## Exercise goal
Extract each line of the rows below that contains the string "target". Matching is case-sensitive.

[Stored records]
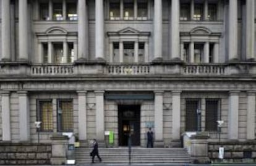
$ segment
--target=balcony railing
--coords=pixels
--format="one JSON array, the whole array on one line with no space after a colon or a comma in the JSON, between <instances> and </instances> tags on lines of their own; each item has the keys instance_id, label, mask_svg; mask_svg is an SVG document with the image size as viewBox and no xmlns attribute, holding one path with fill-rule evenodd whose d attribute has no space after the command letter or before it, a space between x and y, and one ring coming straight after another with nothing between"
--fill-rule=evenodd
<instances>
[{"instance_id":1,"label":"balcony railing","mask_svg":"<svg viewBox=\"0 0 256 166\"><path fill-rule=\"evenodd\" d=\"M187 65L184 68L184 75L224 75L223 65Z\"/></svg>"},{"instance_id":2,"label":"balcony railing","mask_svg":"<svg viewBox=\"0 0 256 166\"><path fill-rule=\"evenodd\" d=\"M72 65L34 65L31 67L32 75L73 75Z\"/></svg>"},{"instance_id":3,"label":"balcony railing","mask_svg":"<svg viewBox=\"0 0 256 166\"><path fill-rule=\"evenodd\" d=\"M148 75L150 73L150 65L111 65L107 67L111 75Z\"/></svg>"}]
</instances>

...

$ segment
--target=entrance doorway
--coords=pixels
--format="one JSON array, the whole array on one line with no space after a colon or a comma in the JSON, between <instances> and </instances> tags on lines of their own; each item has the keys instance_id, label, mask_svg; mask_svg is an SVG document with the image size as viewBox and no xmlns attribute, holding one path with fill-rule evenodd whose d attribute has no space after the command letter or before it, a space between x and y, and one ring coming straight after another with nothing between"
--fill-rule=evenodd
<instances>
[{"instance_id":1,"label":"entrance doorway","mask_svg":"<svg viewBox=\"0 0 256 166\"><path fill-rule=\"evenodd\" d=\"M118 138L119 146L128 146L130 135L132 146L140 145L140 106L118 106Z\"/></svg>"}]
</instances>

--

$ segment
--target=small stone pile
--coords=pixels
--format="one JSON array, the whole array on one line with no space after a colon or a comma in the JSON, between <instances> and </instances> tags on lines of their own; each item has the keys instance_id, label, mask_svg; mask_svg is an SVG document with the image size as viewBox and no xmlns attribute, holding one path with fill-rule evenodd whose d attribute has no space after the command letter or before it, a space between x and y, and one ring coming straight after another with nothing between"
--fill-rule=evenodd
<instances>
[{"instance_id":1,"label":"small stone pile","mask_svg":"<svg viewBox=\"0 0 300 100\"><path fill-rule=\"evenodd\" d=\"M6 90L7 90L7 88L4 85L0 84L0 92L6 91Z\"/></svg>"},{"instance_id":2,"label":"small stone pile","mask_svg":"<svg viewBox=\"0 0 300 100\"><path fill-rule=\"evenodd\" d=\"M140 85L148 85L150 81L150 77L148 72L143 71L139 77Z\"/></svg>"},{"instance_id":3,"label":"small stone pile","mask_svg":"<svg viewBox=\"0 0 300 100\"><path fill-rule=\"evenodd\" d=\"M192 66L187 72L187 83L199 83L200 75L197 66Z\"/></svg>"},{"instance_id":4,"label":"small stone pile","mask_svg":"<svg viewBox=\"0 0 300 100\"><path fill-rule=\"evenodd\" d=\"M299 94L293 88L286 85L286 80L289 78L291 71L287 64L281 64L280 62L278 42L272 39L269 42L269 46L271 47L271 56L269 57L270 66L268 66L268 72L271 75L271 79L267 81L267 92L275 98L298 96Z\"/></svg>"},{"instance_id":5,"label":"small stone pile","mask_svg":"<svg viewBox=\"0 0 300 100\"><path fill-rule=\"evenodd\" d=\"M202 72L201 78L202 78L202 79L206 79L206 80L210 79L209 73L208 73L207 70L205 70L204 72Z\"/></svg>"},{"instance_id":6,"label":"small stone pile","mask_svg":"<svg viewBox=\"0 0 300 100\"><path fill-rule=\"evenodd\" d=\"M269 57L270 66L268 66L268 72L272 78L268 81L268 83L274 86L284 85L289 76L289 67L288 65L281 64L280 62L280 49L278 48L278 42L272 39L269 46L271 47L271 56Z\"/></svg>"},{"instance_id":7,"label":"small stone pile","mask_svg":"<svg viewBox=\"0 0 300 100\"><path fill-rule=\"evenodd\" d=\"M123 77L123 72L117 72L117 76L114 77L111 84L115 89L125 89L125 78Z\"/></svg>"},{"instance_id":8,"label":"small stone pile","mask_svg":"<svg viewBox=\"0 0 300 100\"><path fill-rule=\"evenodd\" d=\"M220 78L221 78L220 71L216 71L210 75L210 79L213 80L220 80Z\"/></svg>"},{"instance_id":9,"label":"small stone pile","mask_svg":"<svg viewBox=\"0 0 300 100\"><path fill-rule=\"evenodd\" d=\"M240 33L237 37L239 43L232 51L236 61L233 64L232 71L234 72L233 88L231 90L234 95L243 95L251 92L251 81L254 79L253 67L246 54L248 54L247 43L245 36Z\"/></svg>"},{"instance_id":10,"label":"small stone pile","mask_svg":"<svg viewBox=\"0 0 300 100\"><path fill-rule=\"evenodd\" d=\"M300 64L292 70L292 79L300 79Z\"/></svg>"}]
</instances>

## Output of the task
--target=balcony railing
--target=entrance doorway
--target=small stone pile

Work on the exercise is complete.